◆ Requisitos de la tarea ◆
¿Puedes volver a escribir el fragmento sobre la esclavitud, empezando por "Esclavos modernos" y siguiendo hasta "seres humanos indefensos." inclusive, y sustituir "amos" por "dueños"?

◆ Fragmento ◆
El hombre es un animal social. Un ente que nace, crece y se desarrolla en un espacio concertado y diseñado para que dependa de otros. Justamente, esa subordinación, ese intercambio social ha permitido el nacimiento de tecnologías que han mejorado notablemente la forma de vida de las personas. Para ser justos, debemos admitir que este desarrollo, de una u otra forma, era necesario; pero hemos llegado a un punto sin retorno. En éste, lo más importante no es lo que representamos como sujetos sino los beneficios que se pueden obtener de nosotros como objetos.
Esclavos modernos
Por la historia sabemos que en la época de la esclavitud los hombres que eran tomados como esclavos no poseían ningún tipo de libertad. Eran cosas que los amos adquirían para satisfacer sus demandas, sin importar lo que eso conllevara para el esclavo. Estas personas eran cosificadas al ser consideradas «animales» carentes de conciencia. No tenemos que hacer un Máster en Derecho para darnos cuenta de que esta afirmación representaba un pobre argumento con el que justificaban esas absurdas acciones en contra de seres humanos indefensos.

(Entradas de la colección)
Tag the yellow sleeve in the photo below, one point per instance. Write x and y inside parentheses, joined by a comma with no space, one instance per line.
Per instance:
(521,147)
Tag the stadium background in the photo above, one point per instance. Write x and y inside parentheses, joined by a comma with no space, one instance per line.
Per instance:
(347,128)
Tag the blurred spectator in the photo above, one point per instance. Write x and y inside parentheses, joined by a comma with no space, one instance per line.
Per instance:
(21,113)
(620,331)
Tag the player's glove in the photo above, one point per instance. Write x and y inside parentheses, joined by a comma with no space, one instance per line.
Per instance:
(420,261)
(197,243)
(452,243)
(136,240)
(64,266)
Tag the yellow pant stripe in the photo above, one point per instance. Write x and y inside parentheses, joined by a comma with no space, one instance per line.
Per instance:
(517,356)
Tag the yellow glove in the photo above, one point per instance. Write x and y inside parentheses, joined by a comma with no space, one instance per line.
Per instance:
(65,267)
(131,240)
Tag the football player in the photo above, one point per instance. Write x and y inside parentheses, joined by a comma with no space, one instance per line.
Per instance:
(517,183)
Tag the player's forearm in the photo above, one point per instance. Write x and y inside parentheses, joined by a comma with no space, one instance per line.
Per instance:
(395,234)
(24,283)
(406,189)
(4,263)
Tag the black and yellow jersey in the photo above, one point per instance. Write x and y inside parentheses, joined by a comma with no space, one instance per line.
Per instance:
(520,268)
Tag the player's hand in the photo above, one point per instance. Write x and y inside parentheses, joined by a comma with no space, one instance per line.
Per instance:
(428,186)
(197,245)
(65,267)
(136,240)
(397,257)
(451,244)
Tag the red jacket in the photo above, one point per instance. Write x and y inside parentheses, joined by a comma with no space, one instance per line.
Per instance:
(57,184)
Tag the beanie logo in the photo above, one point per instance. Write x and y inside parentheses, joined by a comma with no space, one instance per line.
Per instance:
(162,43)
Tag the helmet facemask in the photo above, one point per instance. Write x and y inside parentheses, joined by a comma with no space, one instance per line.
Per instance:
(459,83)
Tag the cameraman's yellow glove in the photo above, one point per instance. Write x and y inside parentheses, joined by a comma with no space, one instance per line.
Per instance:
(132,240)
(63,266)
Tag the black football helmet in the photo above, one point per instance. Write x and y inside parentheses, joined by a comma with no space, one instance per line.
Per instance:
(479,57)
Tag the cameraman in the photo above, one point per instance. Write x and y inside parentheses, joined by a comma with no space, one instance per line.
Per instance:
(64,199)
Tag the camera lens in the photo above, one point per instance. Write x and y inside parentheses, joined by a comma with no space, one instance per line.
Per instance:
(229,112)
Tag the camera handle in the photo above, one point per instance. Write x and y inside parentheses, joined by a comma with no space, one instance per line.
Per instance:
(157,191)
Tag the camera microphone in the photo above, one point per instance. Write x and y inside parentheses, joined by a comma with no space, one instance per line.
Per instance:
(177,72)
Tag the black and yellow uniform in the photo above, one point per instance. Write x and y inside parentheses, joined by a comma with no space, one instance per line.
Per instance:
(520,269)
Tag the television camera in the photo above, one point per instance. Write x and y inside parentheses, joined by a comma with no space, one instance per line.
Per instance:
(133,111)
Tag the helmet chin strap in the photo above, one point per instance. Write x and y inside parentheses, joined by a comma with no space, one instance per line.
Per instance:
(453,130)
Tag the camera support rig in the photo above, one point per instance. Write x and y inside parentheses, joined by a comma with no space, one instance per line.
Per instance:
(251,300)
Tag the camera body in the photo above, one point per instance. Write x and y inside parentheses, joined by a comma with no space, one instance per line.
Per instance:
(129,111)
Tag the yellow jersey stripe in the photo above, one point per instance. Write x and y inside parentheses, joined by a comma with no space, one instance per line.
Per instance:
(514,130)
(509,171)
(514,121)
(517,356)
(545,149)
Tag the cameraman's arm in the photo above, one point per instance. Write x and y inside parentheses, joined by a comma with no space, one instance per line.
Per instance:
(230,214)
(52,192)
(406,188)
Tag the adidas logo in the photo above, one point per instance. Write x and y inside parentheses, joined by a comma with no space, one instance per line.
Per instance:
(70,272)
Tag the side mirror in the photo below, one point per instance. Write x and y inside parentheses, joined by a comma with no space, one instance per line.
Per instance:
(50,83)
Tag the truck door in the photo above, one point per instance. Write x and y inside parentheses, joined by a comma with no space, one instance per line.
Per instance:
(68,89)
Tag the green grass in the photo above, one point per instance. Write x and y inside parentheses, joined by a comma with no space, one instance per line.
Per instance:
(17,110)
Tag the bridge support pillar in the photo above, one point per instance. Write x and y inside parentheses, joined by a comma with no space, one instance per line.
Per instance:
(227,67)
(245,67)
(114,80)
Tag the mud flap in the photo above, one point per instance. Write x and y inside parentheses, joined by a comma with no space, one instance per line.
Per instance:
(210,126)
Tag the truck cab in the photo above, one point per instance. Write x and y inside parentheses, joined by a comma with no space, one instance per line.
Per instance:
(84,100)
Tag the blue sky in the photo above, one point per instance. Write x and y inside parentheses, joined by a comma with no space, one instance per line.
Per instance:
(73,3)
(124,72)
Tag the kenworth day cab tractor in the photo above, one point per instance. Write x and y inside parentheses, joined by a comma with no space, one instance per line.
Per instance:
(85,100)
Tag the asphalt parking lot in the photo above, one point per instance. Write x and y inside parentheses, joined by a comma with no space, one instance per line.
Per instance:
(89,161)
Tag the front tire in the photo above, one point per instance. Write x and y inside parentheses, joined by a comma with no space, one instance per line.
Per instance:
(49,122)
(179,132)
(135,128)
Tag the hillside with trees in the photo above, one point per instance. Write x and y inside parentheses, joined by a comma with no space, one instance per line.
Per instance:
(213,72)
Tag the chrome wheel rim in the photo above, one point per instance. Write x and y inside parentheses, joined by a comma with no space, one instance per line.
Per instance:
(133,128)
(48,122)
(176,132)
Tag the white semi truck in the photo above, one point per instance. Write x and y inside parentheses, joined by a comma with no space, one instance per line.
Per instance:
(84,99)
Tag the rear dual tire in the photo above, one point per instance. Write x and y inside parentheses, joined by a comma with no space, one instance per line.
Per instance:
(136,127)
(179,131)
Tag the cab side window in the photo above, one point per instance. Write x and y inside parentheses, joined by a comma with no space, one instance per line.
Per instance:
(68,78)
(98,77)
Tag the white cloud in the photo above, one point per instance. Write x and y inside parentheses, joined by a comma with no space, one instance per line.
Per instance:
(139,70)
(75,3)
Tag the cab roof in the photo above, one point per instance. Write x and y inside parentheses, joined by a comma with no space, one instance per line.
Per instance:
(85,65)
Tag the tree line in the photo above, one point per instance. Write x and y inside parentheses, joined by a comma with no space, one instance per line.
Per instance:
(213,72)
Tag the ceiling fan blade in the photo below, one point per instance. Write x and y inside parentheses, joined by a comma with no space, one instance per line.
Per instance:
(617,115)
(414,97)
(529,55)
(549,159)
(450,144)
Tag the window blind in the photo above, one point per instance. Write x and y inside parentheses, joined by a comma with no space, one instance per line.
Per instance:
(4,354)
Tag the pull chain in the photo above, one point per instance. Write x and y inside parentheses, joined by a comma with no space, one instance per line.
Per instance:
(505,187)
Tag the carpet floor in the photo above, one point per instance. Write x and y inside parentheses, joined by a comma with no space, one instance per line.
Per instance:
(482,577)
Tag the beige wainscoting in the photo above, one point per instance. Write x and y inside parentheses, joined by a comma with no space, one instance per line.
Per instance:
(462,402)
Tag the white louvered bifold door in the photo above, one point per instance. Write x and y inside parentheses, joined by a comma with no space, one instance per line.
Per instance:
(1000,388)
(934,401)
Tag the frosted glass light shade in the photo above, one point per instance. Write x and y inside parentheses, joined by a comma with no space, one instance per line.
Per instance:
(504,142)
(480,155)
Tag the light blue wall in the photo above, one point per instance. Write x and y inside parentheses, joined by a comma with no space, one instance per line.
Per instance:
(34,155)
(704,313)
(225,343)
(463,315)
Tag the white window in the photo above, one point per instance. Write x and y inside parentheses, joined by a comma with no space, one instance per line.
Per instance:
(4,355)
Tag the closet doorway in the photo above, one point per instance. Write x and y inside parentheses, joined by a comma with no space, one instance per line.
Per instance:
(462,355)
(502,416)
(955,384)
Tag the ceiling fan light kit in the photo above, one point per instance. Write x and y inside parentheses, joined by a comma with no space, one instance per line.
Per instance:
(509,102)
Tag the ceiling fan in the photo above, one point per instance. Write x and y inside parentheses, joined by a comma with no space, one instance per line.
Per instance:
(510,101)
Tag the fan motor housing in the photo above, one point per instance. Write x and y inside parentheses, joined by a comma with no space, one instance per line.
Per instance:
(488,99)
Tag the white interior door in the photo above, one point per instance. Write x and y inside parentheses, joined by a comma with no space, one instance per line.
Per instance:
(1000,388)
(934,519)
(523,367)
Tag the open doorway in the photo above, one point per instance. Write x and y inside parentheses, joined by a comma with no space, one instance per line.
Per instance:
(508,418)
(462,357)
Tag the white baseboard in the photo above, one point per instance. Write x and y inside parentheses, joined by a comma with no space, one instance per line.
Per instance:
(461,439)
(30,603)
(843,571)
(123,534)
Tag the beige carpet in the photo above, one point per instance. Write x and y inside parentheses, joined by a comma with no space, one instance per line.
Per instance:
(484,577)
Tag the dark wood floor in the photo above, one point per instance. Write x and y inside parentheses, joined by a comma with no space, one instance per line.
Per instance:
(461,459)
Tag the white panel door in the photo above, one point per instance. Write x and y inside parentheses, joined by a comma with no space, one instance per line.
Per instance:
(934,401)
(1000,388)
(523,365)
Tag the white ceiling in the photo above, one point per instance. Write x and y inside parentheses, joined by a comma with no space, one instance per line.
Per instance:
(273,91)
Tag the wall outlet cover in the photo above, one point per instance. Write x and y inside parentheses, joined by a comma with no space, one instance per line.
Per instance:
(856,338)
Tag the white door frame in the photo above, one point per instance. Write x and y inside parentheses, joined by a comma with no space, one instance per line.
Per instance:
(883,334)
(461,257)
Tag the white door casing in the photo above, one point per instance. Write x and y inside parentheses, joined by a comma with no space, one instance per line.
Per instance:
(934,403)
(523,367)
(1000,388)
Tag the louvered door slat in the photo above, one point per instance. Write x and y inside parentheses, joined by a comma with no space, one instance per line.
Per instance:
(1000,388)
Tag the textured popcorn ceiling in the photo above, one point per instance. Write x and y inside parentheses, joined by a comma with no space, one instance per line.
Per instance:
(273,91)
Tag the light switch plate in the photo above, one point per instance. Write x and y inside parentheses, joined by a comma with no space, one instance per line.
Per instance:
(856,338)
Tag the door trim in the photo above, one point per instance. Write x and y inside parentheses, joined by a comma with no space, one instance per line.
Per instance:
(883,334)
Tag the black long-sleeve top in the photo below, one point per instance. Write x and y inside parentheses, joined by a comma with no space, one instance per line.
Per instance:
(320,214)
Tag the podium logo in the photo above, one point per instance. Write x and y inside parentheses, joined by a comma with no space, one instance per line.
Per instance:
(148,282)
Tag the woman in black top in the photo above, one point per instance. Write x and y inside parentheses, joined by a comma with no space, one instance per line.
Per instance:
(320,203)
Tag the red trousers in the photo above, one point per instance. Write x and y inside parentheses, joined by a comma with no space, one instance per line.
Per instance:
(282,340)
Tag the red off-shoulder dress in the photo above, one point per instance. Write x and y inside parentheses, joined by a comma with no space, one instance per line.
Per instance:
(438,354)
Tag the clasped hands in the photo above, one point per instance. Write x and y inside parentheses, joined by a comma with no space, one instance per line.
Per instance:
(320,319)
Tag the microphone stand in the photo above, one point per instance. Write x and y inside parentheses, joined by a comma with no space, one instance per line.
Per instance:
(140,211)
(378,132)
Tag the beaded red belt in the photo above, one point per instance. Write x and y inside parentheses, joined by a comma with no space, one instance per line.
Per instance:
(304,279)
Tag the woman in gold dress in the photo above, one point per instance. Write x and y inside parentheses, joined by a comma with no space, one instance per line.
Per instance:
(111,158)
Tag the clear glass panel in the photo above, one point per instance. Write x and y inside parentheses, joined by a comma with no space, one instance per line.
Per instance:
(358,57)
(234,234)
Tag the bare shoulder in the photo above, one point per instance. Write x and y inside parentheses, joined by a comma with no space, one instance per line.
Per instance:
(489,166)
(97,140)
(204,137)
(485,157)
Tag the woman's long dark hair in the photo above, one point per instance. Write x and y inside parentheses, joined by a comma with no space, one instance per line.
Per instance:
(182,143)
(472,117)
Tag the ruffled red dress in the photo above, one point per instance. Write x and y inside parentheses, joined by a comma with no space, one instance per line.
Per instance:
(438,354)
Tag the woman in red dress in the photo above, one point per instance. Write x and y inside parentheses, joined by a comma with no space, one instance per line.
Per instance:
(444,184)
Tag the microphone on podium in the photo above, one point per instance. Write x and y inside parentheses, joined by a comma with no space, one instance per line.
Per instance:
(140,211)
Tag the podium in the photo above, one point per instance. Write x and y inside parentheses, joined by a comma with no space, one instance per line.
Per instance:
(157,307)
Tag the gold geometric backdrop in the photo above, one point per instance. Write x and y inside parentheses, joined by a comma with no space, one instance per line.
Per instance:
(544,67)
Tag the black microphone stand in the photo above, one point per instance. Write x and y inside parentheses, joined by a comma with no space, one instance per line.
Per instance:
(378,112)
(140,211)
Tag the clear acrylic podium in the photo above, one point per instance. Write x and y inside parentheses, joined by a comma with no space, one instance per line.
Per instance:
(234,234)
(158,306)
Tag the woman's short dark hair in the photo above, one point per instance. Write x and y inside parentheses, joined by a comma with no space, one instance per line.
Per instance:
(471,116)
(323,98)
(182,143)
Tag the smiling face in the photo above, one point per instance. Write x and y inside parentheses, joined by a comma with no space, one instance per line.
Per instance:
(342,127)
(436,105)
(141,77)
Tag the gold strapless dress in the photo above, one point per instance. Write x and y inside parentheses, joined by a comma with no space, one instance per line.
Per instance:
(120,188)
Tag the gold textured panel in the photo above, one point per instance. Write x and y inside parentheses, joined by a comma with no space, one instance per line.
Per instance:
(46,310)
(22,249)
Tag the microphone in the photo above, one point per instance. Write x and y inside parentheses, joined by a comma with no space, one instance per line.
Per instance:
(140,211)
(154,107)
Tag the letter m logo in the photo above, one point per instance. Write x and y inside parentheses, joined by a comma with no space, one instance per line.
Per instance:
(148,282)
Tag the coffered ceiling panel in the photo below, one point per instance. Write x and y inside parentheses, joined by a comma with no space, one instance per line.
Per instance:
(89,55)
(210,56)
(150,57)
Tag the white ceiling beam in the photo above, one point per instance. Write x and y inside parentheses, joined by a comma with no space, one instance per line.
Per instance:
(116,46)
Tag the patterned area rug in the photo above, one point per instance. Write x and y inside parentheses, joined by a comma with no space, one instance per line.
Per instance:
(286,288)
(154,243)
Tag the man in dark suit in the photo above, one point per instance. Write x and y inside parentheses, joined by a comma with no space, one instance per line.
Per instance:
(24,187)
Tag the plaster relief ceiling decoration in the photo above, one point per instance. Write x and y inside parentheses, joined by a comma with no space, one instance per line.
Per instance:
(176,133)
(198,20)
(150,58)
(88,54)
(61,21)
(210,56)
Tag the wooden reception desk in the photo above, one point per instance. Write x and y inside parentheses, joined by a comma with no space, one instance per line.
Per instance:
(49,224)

◆ Respuesta esperada ◆
Esclavos modernos
Por la historia sabemos que en la época de la esclavitud los hombres que eran tomados como esclavos no poseían ningún tipo de libertad. Eran cosas que los dueños adquirían para satisfacer sus demandas, sin importar lo que eso conllevara para el esclavo. Estas personas eran cosificadas al ser consideradas «animales» carentes de conciencia. No tenemos que hacer un Máster en Derecho para darnos cuenta de que esta afirmación representaba un pobre argumento con el que justificaban esas absurdas acciones en contra de seres humanos indefensos.